# GOAL
Can you put the lines of the listing into a Markdown table with the columns "Row" (a row number) and "Line" (the line itself), leaving out blank lines? Begin at the line that contains "of the blue" and stop after the last line of the listing.

══ RECORDED DATA

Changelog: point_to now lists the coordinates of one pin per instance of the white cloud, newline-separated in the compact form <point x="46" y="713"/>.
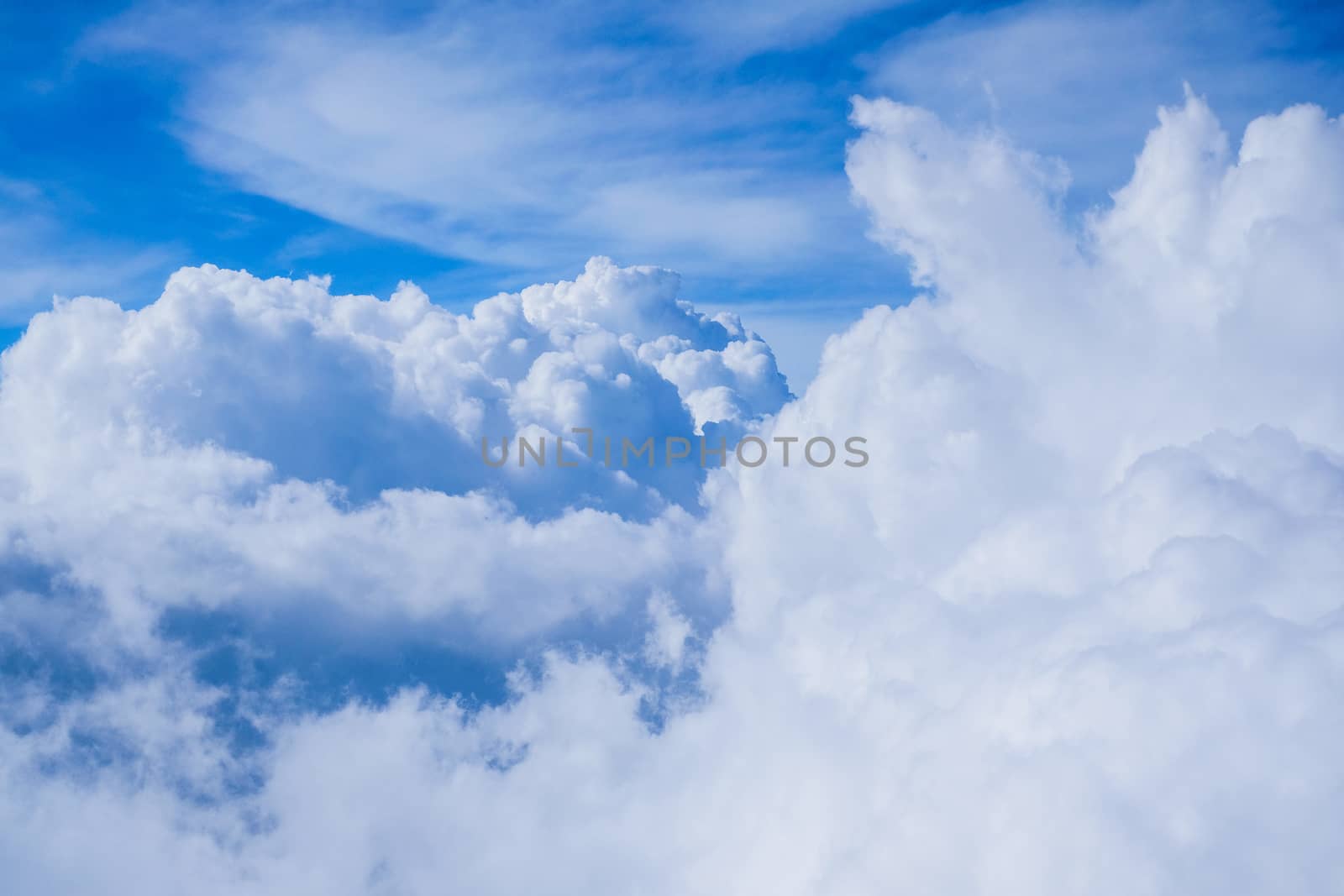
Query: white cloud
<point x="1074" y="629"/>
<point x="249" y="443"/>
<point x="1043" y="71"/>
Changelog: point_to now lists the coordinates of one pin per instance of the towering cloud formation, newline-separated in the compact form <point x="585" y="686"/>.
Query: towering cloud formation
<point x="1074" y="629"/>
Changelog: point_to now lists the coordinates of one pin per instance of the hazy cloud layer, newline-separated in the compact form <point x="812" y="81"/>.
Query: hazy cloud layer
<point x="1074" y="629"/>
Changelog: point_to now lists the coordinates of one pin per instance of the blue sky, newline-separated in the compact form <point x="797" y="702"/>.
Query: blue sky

════

# ANSWER TO THE PROBLEM
| Row | Line |
|---|---|
| 1 | Changelog: point_to now lists the coordinates of one pin per instance of the blue sky, newline-separated in the compact form <point x="797" y="702"/>. |
| 2 | Query: blue sky |